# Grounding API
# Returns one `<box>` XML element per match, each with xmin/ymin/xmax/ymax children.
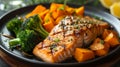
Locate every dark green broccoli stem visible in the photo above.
<box><xmin>6</xmin><ymin>17</ymin><xmax>23</xmax><ymax>35</ymax></box>
<box><xmin>9</xmin><ymin>38</ymin><xmax>20</xmax><ymax>49</ymax></box>
<box><xmin>9</xmin><ymin>29</ymin><xmax>41</xmax><ymax>52</ymax></box>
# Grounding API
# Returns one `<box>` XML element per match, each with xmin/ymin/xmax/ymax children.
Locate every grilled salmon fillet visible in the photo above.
<box><xmin>33</xmin><ymin>16</ymin><xmax>109</xmax><ymax>63</ymax></box>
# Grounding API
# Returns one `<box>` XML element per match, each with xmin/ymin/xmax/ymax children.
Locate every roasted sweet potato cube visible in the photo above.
<box><xmin>74</xmin><ymin>48</ymin><xmax>95</xmax><ymax>62</ymax></box>
<box><xmin>104</xmin><ymin>32</ymin><xmax>120</xmax><ymax>47</ymax></box>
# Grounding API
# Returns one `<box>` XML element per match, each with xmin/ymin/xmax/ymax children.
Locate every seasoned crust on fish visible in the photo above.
<box><xmin>33</xmin><ymin>16</ymin><xmax>109</xmax><ymax>63</ymax></box>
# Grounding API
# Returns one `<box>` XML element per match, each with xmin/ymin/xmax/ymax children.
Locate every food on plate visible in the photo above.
<box><xmin>33</xmin><ymin>16</ymin><xmax>109</xmax><ymax>63</ymax></box>
<box><xmin>6</xmin><ymin>3</ymin><xmax>120</xmax><ymax>63</ymax></box>
<box><xmin>26</xmin><ymin>3</ymin><xmax>84</xmax><ymax>32</ymax></box>
<box><xmin>110</xmin><ymin>1</ymin><xmax>120</xmax><ymax>18</ymax></box>
<box><xmin>74</xmin><ymin>48</ymin><xmax>95</xmax><ymax>62</ymax></box>
<box><xmin>100</xmin><ymin>0</ymin><xmax>120</xmax><ymax>18</ymax></box>
<box><xmin>104</xmin><ymin>32</ymin><xmax>120</xmax><ymax>47</ymax></box>
<box><xmin>90</xmin><ymin>38</ymin><xmax>110</xmax><ymax>56</ymax></box>
<box><xmin>7</xmin><ymin>15</ymin><xmax>48</xmax><ymax>52</ymax></box>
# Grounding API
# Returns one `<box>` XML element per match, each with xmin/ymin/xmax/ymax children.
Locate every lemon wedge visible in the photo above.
<box><xmin>100</xmin><ymin>0</ymin><xmax>120</xmax><ymax>9</ymax></box>
<box><xmin>110</xmin><ymin>2</ymin><xmax>120</xmax><ymax>18</ymax></box>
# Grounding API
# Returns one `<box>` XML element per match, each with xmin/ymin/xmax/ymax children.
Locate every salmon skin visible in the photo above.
<box><xmin>33</xmin><ymin>16</ymin><xmax>109</xmax><ymax>63</ymax></box>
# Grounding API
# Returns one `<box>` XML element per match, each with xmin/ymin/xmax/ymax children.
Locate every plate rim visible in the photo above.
<box><xmin>0</xmin><ymin>4</ymin><xmax>120</xmax><ymax>65</ymax></box>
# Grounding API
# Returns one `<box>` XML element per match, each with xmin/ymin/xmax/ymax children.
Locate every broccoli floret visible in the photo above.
<box><xmin>9</xmin><ymin>29</ymin><xmax>41</xmax><ymax>52</ymax></box>
<box><xmin>6</xmin><ymin>17</ymin><xmax>23</xmax><ymax>35</ymax></box>
<box><xmin>22</xmin><ymin>15</ymin><xmax>48</xmax><ymax>39</ymax></box>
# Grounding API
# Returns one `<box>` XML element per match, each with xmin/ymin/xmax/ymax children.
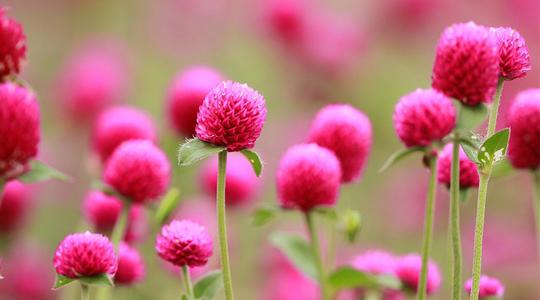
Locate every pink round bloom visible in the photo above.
<box><xmin>508</xmin><ymin>88</ymin><xmax>540</xmax><ymax>169</ymax></box>
<box><xmin>195</xmin><ymin>81</ymin><xmax>266</xmax><ymax>151</ymax></box>
<box><xmin>92</xmin><ymin>106</ymin><xmax>157</xmax><ymax>162</ymax></box>
<box><xmin>114</xmin><ymin>243</ymin><xmax>145</xmax><ymax>285</ymax></box>
<box><xmin>0</xmin><ymin>6</ymin><xmax>26</xmax><ymax>79</ymax></box>
<box><xmin>491</xmin><ymin>27</ymin><xmax>531</xmax><ymax>80</ymax></box>
<box><xmin>53</xmin><ymin>231</ymin><xmax>118</xmax><ymax>278</ymax></box>
<box><xmin>396</xmin><ymin>254</ymin><xmax>441</xmax><ymax>295</ymax></box>
<box><xmin>465</xmin><ymin>275</ymin><xmax>504</xmax><ymax>299</ymax></box>
<box><xmin>432</xmin><ymin>22</ymin><xmax>499</xmax><ymax>105</ymax></box>
<box><xmin>156</xmin><ymin>220</ymin><xmax>212</xmax><ymax>267</ymax></box>
<box><xmin>277</xmin><ymin>144</ymin><xmax>341</xmax><ymax>212</ymax></box>
<box><xmin>0</xmin><ymin>83</ymin><xmax>41</xmax><ymax>179</ymax></box>
<box><xmin>200</xmin><ymin>153</ymin><xmax>259</xmax><ymax>205</ymax></box>
<box><xmin>437</xmin><ymin>144</ymin><xmax>479</xmax><ymax>189</ymax></box>
<box><xmin>308</xmin><ymin>104</ymin><xmax>372</xmax><ymax>182</ymax></box>
<box><xmin>393</xmin><ymin>89</ymin><xmax>456</xmax><ymax>147</ymax></box>
<box><xmin>104</xmin><ymin>140</ymin><xmax>171</xmax><ymax>203</ymax></box>
<box><xmin>167</xmin><ymin>66</ymin><xmax>223</xmax><ymax>137</ymax></box>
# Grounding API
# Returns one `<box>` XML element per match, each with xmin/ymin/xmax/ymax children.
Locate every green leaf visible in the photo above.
<box><xmin>379</xmin><ymin>147</ymin><xmax>425</xmax><ymax>173</ymax></box>
<box><xmin>270</xmin><ymin>232</ymin><xmax>317</xmax><ymax>279</ymax></box>
<box><xmin>193</xmin><ymin>270</ymin><xmax>223</xmax><ymax>300</ymax></box>
<box><xmin>156</xmin><ymin>188</ymin><xmax>180</xmax><ymax>224</ymax></box>
<box><xmin>178</xmin><ymin>138</ymin><xmax>226</xmax><ymax>166</ymax></box>
<box><xmin>240</xmin><ymin>149</ymin><xmax>262</xmax><ymax>177</ymax></box>
<box><xmin>18</xmin><ymin>160</ymin><xmax>71</xmax><ymax>183</ymax></box>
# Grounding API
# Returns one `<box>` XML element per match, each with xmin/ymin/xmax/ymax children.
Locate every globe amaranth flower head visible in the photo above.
<box><xmin>156</xmin><ymin>220</ymin><xmax>212</xmax><ymax>267</ymax></box>
<box><xmin>465</xmin><ymin>275</ymin><xmax>504</xmax><ymax>300</ymax></box>
<box><xmin>432</xmin><ymin>22</ymin><xmax>499</xmax><ymax>106</ymax></box>
<box><xmin>277</xmin><ymin>144</ymin><xmax>341</xmax><ymax>212</ymax></box>
<box><xmin>508</xmin><ymin>88</ymin><xmax>540</xmax><ymax>169</ymax></box>
<box><xmin>195</xmin><ymin>81</ymin><xmax>266</xmax><ymax>151</ymax></box>
<box><xmin>308</xmin><ymin>104</ymin><xmax>372</xmax><ymax>182</ymax></box>
<box><xmin>0</xmin><ymin>83</ymin><xmax>41</xmax><ymax>179</ymax></box>
<box><xmin>437</xmin><ymin>144</ymin><xmax>479</xmax><ymax>189</ymax></box>
<box><xmin>167</xmin><ymin>66</ymin><xmax>224</xmax><ymax>137</ymax></box>
<box><xmin>103</xmin><ymin>140</ymin><xmax>171</xmax><ymax>204</ymax></box>
<box><xmin>0</xmin><ymin>5</ymin><xmax>26</xmax><ymax>79</ymax></box>
<box><xmin>491</xmin><ymin>27</ymin><xmax>531</xmax><ymax>80</ymax></box>
<box><xmin>393</xmin><ymin>89</ymin><xmax>456</xmax><ymax>147</ymax></box>
<box><xmin>92</xmin><ymin>106</ymin><xmax>157</xmax><ymax>162</ymax></box>
<box><xmin>53</xmin><ymin>231</ymin><xmax>118</xmax><ymax>278</ymax></box>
- - -
*WHAT IS REQUIRED*. Pull out each line of the items above that contains the string "salmon". Case counts.

*RESULT OF THIS TASK*.
Locate every grilled salmon fillet visible in the photo above.
Locate every salmon skin visible in the photo above.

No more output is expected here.